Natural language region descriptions
- Opening Delimiter -

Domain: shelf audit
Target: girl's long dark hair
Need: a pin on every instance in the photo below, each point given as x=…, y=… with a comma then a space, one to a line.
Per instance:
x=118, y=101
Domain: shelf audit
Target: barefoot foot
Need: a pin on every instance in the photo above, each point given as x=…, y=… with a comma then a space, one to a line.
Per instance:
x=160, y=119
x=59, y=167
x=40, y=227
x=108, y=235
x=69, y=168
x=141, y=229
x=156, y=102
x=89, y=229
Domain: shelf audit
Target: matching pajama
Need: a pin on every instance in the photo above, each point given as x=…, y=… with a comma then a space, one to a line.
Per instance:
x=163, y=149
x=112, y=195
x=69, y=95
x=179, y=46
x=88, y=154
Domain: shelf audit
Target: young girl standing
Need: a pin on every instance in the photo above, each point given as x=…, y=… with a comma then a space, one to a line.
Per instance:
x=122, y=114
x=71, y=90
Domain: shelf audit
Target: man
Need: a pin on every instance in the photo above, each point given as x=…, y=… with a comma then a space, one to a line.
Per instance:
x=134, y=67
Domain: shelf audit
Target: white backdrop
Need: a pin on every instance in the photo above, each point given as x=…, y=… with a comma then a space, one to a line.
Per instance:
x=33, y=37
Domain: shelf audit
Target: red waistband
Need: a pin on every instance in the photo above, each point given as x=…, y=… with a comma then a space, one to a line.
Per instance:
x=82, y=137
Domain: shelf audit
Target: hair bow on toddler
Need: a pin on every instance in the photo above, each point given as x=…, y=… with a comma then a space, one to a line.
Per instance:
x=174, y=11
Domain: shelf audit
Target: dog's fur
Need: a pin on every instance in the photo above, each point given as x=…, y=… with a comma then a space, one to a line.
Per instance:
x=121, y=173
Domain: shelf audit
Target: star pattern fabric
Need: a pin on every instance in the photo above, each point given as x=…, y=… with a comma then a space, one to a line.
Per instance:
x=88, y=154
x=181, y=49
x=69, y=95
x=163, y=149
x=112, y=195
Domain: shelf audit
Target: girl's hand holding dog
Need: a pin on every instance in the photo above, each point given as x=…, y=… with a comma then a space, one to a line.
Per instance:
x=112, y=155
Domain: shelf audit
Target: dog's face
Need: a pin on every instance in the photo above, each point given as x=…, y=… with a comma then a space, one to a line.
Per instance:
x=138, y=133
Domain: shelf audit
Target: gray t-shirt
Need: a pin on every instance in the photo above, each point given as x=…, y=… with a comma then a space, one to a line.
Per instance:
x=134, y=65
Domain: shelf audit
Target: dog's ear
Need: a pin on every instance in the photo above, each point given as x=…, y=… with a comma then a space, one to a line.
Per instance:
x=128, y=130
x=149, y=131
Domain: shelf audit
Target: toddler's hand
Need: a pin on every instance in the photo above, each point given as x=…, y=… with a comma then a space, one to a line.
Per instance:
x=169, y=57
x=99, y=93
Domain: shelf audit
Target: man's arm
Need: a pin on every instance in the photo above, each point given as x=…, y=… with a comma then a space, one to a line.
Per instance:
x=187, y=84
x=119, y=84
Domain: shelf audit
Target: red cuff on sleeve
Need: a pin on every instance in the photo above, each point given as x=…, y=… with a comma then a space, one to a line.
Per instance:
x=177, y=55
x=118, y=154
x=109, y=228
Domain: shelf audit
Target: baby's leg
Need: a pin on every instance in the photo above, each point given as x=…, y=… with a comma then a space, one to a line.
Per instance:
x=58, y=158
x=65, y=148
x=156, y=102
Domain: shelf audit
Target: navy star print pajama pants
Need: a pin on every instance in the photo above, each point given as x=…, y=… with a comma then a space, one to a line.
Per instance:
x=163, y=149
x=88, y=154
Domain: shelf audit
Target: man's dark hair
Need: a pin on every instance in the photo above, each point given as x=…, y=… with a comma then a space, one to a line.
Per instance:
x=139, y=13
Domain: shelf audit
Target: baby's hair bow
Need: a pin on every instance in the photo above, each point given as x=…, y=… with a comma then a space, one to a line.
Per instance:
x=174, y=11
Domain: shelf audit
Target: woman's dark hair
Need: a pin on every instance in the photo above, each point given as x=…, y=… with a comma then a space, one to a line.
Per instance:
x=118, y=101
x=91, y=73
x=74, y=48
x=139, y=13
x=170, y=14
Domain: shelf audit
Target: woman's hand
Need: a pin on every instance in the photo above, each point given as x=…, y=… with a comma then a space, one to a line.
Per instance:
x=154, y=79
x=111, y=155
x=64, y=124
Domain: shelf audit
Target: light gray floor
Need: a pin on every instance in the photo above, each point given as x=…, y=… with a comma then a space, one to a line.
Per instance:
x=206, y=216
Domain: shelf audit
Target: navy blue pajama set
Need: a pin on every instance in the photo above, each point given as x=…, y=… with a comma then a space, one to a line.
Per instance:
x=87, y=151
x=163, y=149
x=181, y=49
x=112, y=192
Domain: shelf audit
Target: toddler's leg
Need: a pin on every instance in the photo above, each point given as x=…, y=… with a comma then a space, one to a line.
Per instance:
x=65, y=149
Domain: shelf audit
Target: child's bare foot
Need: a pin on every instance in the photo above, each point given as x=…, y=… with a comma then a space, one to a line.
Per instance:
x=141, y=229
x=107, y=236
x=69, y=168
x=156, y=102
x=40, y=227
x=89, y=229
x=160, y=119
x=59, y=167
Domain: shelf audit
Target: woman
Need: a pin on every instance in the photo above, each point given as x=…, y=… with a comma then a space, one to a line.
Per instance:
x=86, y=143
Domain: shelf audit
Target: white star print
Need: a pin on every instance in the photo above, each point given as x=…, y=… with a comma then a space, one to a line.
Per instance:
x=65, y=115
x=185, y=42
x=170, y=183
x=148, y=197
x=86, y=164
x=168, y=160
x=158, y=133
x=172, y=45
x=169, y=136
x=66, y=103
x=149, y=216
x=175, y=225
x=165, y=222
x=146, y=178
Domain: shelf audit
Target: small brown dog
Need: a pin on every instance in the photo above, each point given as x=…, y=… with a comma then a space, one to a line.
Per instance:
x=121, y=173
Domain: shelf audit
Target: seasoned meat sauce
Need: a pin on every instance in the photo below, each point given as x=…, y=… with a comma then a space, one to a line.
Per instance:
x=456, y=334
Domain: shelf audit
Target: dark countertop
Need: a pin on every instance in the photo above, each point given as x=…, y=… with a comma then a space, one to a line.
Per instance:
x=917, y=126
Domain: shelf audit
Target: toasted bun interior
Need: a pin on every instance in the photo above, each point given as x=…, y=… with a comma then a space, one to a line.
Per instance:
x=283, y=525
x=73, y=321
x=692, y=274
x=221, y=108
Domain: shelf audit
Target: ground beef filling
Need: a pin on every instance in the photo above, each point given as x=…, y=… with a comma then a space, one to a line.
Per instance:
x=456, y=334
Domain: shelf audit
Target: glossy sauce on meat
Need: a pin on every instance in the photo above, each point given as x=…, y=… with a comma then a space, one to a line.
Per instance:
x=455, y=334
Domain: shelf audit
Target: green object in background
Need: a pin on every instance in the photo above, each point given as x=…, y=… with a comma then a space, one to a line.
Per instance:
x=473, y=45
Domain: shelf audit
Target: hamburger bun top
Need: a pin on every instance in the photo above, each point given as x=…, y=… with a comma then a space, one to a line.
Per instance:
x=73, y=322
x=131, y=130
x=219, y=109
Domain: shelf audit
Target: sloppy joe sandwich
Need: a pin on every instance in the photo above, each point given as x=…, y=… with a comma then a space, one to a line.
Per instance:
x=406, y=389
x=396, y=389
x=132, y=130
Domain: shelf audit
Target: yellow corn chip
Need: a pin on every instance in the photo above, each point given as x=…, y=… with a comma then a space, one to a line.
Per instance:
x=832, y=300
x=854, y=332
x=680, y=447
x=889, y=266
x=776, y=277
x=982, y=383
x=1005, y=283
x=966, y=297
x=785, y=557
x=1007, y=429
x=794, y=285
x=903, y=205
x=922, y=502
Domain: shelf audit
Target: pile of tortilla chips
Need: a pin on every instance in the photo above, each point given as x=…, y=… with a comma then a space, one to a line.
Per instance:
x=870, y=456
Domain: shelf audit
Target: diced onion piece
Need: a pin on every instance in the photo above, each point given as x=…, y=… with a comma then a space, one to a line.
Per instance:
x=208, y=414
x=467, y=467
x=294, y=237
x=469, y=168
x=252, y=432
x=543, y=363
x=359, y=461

- Closing Delimiter -

Could you reproduce exactly the lines of the entries above, from the one with "Target: girl's hand holding dog" through the one with "Target: gray t-shirt", and nothing else?

Target: girl's hand holding dog
Need: a pin on every instance in the photo above, each point given as x=…, y=… with a comma then a space, one to a line.
Per instance:
x=112, y=155
Domain: shelf audit
Target: dog's face
Need: a pin on every instance in the photo above, each point given as x=…, y=… with a comma then a space, one to a line.
Per instance:
x=138, y=133
Domain: shelf audit
Target: gray t-shirt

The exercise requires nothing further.